_EXERCISE BRIEF:_ Rewrite the lines of the listing from the one containing "Target: blue and white banner" through the end of the listing, inclusive, keeping every request line. Scale each point coordinate in the answers by 0.8 and round to the nearest whole number, with halves rounded up.

[BEGIN]

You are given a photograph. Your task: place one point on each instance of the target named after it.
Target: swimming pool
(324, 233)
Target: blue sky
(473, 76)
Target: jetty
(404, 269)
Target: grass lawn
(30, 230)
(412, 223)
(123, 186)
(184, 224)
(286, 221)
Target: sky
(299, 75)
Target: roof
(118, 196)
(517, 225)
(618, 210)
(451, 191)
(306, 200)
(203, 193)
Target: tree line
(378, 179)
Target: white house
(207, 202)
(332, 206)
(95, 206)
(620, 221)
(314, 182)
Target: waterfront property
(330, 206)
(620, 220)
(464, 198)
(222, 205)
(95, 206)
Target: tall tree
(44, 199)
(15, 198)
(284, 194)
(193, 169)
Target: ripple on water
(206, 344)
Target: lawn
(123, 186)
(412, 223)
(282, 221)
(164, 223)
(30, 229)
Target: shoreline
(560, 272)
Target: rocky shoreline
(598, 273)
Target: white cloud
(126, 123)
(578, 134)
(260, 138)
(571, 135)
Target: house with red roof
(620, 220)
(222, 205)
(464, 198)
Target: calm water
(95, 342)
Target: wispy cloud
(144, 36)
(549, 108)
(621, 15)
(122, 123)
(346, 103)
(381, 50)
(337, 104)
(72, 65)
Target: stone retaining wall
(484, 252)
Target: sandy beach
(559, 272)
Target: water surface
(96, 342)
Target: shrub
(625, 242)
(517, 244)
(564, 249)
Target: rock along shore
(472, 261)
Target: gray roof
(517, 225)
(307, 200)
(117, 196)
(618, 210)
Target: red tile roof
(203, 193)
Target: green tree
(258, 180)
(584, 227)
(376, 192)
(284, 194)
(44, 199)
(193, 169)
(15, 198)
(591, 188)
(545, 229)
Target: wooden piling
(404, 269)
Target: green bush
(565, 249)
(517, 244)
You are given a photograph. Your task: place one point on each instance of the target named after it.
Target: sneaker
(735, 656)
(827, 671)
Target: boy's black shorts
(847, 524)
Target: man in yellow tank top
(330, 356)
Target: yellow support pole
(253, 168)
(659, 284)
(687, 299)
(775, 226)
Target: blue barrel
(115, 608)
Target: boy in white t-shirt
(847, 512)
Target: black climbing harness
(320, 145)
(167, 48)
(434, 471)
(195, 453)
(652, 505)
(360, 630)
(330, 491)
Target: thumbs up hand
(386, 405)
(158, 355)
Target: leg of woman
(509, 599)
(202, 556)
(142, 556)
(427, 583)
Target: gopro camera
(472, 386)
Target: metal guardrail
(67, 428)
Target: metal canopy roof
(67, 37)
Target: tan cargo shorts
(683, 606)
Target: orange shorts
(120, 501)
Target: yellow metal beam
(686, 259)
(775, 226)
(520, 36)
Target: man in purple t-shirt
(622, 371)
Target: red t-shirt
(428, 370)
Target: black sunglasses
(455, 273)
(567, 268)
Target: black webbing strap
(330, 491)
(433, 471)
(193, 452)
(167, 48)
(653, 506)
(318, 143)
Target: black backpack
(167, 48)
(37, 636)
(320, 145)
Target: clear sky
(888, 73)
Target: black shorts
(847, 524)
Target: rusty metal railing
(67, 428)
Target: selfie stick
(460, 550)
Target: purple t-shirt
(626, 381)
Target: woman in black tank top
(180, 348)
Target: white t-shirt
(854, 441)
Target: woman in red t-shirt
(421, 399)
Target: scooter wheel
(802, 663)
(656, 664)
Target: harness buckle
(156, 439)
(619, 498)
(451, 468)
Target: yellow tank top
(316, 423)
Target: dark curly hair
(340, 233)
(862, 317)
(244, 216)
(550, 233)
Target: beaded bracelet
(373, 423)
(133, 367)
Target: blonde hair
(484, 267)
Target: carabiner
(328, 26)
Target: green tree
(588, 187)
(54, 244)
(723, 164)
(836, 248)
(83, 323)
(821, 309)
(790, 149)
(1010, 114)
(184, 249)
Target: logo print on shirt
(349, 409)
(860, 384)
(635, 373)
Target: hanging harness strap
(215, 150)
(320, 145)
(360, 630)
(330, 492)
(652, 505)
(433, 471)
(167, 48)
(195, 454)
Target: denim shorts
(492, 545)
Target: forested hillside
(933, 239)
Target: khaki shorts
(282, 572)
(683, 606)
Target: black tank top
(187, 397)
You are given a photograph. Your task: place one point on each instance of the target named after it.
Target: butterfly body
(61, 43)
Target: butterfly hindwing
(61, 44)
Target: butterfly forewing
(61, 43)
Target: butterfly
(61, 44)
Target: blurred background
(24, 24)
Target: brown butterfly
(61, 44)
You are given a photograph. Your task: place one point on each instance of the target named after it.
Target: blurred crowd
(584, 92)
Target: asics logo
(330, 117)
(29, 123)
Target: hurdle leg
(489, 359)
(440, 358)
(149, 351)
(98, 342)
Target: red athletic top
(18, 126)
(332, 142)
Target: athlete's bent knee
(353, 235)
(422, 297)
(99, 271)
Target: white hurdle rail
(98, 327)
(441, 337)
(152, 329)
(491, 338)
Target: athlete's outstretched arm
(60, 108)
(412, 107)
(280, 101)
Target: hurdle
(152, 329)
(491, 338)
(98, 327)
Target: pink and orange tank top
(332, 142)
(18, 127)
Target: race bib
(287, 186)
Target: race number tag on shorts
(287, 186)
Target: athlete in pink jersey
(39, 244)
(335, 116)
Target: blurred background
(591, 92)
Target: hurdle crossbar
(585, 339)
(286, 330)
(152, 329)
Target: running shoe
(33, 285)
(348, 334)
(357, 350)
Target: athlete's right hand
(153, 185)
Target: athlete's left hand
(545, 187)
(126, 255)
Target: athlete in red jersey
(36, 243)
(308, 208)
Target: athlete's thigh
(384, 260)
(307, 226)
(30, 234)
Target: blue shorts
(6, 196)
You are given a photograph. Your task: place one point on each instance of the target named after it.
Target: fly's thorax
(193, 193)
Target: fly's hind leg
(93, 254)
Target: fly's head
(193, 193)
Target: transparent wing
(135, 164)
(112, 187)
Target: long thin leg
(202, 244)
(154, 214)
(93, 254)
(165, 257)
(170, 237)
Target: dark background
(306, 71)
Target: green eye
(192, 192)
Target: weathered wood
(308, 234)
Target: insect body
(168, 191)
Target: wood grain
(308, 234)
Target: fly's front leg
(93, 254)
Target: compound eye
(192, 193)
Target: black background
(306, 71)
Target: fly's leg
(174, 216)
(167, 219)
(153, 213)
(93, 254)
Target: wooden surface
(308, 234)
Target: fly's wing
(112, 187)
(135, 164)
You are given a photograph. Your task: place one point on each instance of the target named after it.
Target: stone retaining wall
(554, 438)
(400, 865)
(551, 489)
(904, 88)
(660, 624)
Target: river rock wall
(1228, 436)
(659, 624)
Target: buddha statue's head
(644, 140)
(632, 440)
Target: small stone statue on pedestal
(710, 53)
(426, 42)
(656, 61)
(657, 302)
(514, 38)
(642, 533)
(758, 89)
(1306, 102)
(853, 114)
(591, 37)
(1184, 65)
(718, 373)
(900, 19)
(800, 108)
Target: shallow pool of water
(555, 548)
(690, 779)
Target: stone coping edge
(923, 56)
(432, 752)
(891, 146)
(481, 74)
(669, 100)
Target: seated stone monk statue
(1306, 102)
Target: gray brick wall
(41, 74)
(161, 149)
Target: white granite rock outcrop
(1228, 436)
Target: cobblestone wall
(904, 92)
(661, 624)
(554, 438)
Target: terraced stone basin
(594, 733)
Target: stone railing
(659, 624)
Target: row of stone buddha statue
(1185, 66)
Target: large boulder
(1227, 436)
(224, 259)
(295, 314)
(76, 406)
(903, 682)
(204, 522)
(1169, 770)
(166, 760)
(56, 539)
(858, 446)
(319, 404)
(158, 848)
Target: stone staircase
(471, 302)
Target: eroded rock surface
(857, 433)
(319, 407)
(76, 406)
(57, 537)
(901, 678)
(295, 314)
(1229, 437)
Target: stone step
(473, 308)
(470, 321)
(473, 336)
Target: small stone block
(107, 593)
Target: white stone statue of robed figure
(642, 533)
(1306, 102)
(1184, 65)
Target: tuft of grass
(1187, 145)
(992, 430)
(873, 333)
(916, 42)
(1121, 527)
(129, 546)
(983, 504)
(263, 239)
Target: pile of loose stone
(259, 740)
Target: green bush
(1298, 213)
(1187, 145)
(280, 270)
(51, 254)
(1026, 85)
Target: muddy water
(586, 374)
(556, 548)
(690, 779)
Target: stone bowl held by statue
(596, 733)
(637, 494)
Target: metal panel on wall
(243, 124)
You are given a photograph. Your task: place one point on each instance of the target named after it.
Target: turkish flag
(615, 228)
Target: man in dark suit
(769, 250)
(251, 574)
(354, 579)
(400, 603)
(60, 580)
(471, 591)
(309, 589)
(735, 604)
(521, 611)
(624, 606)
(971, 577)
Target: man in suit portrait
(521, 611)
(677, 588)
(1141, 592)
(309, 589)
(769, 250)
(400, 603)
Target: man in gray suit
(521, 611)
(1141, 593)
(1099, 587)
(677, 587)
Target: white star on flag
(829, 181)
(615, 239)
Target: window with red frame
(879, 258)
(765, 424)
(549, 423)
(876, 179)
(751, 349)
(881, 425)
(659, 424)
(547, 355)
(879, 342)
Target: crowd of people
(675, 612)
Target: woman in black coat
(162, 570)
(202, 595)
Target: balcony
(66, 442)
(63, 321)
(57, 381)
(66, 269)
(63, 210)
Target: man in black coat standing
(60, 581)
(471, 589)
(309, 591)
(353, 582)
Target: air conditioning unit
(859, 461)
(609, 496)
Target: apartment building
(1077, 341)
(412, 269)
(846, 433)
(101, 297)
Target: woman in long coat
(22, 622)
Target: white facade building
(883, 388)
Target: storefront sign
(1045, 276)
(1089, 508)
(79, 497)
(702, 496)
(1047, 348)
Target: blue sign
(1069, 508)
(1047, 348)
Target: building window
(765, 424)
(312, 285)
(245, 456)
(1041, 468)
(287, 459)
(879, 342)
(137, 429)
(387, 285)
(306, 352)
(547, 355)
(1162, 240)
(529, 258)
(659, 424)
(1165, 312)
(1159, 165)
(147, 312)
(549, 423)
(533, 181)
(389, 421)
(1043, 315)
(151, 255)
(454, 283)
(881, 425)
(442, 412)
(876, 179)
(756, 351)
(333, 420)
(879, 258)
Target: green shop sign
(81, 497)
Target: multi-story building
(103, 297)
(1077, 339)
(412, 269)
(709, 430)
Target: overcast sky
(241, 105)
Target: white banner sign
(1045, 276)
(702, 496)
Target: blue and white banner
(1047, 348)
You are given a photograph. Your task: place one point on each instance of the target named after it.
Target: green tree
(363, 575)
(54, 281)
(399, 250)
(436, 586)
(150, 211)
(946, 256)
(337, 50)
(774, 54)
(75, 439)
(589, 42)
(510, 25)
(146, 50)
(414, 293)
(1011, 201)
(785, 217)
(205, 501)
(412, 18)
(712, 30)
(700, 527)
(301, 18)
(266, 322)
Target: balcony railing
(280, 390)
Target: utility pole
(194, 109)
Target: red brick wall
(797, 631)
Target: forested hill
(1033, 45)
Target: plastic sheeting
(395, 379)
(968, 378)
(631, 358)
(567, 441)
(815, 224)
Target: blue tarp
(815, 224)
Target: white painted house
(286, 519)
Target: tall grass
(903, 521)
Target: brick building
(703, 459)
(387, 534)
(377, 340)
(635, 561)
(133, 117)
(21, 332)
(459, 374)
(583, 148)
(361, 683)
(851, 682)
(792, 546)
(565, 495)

[END]

_FINISHED TASK:_
Target: blue and white banner
(838, 278)
You are given a photograph. Your task: place one point on each instance of the target named after it.
Target: green tree
(290, 460)
(43, 225)
(319, 200)
(349, 469)
(120, 169)
(757, 205)
(270, 40)
(619, 43)
(60, 351)
(471, 34)
(408, 20)
(117, 40)
(331, 234)
(809, 161)
(628, 174)
(164, 401)
(330, 14)
(570, 24)
(560, 422)
(241, 14)
(213, 258)
Target: balcony railing
(224, 312)
Target: utility pole
(155, 87)
Target: red brick wall
(638, 505)
Target: forested hill
(826, 36)
Target: plastic sheeting
(316, 303)
(774, 302)
(505, 286)
(454, 353)
(652, 179)
Target: blue tarp
(652, 179)
Target: white painted house
(229, 415)
Target: tall grass
(722, 417)
Target: brick building
(562, 367)
(310, 427)
(302, 272)
(508, 449)
(106, 94)
(17, 266)
(367, 299)
(466, 118)
(289, 546)
(681, 546)
(634, 437)
(452, 396)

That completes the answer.